--- start RECORDS SHOWN ---

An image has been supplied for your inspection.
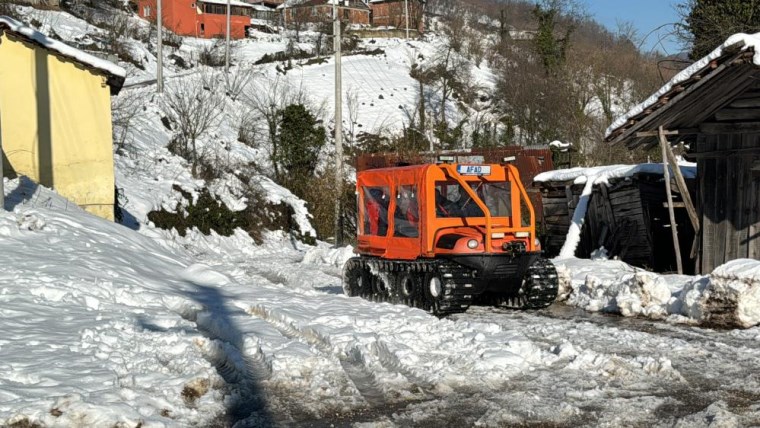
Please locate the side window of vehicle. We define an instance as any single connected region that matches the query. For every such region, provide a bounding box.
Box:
[393,184,420,238]
[362,186,390,236]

--- end RECORDS SHOWN ---

▸ **DO THIS**
Swap "vehicle" for "truck" throughout the entries and write them out again with nothing else changed and the pictures left out.

▸ **FULL OUTPUT**
An image has been supplied for your inspection.
Please locate the side window of truck. We define an instance as any single connected region that matches the query. For every such region, provide a bounding box.
Box:
[393,184,420,238]
[362,186,390,236]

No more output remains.